:: WORK TO DO ::
Reproduce the records from the line containing "Practice step: locate the weathered" up to and including the line containing "x=385, y=296", requests included, and offset every answer coordinate by -47. Leave the numbers in the requests and their sample coordinates unchanged.

:: EXERCISE DATA ::
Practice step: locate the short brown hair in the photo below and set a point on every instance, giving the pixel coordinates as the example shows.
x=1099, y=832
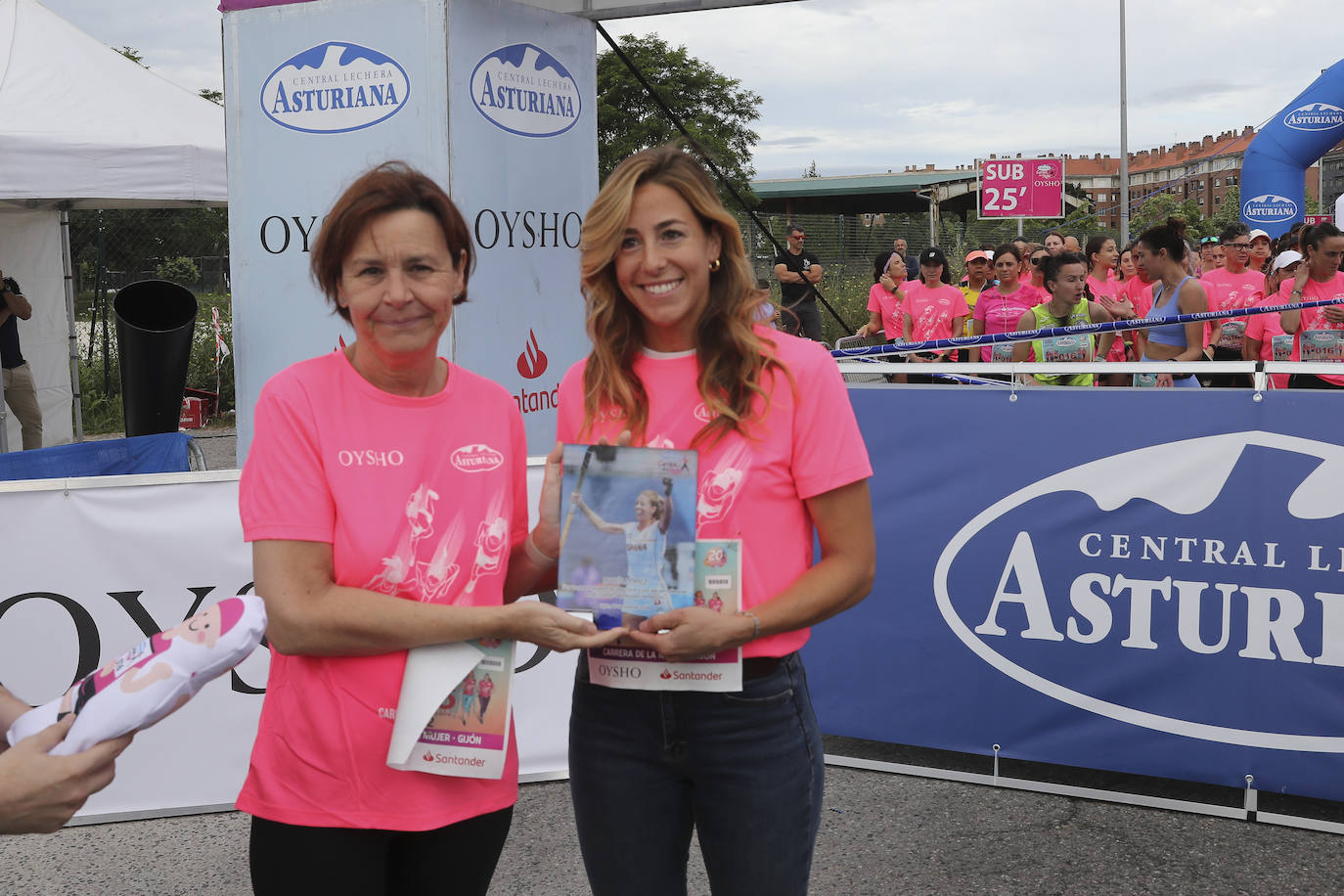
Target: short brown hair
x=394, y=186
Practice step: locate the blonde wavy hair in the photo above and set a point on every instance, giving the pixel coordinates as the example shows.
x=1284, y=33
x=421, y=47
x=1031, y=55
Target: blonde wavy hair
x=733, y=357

...

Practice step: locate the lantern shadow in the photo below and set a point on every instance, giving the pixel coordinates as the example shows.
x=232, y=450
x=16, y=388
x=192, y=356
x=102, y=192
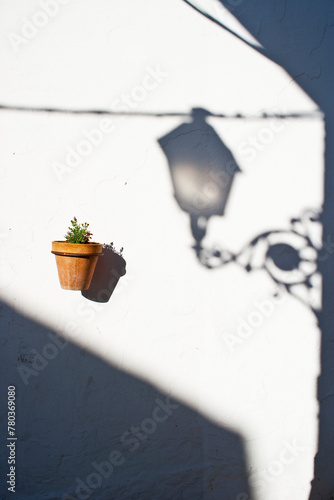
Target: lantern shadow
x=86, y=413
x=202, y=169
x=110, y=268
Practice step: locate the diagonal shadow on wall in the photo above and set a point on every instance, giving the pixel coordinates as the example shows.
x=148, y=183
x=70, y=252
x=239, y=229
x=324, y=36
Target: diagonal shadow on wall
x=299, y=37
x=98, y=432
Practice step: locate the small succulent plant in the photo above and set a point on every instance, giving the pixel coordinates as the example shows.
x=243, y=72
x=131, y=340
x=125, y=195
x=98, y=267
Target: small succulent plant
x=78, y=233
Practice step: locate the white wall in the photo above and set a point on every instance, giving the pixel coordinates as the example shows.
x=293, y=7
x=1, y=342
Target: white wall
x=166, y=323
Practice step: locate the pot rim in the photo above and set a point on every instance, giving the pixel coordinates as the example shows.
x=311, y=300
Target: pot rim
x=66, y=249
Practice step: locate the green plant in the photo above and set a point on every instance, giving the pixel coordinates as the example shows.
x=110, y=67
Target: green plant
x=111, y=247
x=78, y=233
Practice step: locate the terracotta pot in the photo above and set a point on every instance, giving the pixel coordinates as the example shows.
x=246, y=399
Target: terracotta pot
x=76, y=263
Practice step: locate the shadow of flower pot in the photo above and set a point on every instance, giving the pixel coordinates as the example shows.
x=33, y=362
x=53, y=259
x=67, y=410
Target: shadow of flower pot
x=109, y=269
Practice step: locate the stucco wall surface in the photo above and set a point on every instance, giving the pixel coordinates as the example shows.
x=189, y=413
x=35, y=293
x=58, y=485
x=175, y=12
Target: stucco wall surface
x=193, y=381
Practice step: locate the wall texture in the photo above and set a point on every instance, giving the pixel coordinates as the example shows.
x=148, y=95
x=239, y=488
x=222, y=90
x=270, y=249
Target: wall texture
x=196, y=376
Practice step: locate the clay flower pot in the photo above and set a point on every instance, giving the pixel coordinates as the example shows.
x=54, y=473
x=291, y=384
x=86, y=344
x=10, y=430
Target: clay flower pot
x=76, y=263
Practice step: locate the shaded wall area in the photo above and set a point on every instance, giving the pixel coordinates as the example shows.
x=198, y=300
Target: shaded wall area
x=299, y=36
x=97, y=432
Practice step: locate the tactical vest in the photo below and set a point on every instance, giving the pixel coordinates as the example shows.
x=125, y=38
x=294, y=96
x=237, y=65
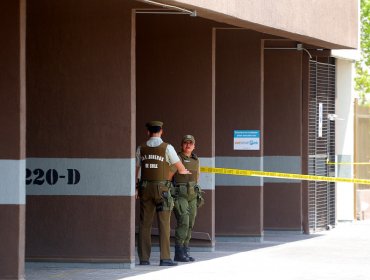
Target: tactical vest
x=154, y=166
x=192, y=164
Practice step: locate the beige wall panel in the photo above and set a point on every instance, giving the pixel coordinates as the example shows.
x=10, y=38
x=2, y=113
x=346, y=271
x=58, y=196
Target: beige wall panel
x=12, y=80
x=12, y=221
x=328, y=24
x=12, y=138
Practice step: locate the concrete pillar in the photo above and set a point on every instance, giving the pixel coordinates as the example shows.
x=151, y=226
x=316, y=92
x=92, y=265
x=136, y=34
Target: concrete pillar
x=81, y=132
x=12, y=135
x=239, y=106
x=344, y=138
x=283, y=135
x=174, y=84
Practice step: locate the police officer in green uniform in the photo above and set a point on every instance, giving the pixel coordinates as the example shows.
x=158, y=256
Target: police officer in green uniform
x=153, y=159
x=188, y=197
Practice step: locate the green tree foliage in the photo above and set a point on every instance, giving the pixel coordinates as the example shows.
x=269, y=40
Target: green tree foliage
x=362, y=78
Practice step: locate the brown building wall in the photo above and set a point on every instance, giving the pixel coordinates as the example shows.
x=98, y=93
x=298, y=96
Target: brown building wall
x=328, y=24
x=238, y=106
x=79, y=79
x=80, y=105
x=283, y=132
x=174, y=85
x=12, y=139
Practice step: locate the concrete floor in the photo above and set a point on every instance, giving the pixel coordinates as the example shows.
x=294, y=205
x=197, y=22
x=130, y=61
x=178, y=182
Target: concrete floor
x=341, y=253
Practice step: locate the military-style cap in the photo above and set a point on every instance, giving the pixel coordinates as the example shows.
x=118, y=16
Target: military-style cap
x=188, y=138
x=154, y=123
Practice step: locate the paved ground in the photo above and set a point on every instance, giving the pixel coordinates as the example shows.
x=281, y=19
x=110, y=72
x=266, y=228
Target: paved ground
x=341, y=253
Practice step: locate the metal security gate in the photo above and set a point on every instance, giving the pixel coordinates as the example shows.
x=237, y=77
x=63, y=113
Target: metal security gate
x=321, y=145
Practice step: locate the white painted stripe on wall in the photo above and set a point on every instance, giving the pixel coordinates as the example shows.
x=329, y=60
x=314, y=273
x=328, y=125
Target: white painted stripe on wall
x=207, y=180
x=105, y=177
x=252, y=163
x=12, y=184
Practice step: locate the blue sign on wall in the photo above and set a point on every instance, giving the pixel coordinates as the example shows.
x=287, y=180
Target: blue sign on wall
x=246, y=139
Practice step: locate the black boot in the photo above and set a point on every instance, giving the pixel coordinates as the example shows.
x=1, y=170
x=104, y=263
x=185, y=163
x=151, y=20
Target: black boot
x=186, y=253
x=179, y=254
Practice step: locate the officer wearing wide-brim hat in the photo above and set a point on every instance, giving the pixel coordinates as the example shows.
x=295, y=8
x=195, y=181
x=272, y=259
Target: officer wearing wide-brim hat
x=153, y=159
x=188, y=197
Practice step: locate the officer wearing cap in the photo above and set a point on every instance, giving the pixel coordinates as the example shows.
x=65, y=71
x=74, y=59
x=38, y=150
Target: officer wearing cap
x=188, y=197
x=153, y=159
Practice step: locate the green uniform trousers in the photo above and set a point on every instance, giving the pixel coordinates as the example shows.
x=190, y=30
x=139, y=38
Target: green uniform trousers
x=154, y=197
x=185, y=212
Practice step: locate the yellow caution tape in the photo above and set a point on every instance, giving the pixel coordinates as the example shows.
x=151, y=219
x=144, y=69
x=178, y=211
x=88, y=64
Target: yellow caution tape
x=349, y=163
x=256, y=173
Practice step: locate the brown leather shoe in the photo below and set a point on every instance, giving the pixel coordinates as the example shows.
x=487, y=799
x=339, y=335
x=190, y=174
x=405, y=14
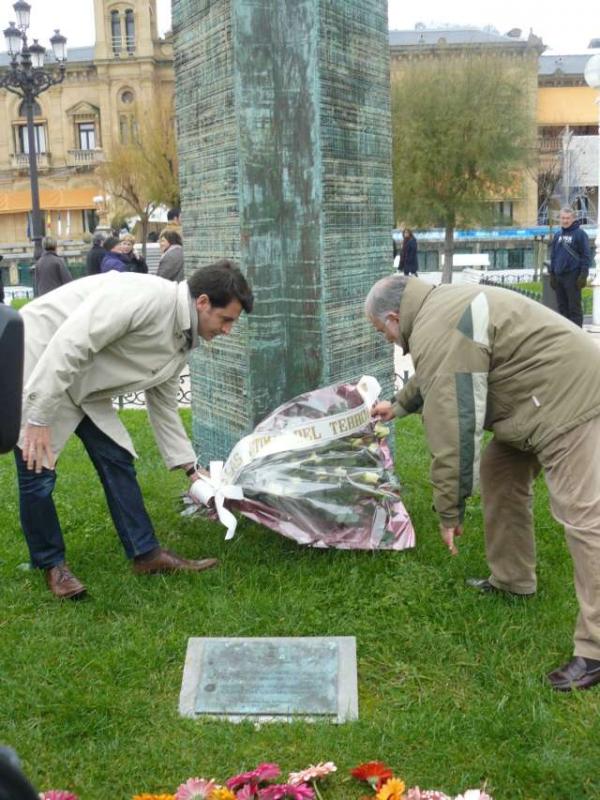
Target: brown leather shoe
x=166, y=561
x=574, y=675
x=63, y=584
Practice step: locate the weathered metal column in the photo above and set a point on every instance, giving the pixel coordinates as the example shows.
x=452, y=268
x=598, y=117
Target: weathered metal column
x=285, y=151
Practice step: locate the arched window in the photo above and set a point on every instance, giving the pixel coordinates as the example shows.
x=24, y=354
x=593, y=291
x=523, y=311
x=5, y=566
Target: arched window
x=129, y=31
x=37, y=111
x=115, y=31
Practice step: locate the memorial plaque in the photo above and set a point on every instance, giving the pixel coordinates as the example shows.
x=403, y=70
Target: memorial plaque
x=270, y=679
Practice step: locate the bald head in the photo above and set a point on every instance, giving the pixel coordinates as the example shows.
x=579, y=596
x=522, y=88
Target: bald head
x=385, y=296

:: SOLVED EXERCISE ::
Practice step: locate the weathered metal column in the photo above and set a point on every instance, giving the pixel coordinates as the example shows.
x=452, y=268
x=598, y=117
Target: weathered metal column
x=238, y=104
Practice step: locate the arched window in the photo above and set a point on every instance, giving the pixel coordinates as the example shows.
x=24, y=354
x=593, y=291
x=523, y=311
x=5, y=566
Target: arched window
x=82, y=-16
x=-10, y=64
x=68, y=-16
Practice step: locate the memorial plaque in the photo above and set a point on every instance, giving the pixel coordinates as the example shows.
x=403, y=70
Target: memorial plaque
x=223, y=632
Practice step: locate the bald head in the photo above and set a point on every instance, giving the pixel coordinates as the example shows.
x=579, y=596
x=522, y=88
Target: bald head
x=338, y=249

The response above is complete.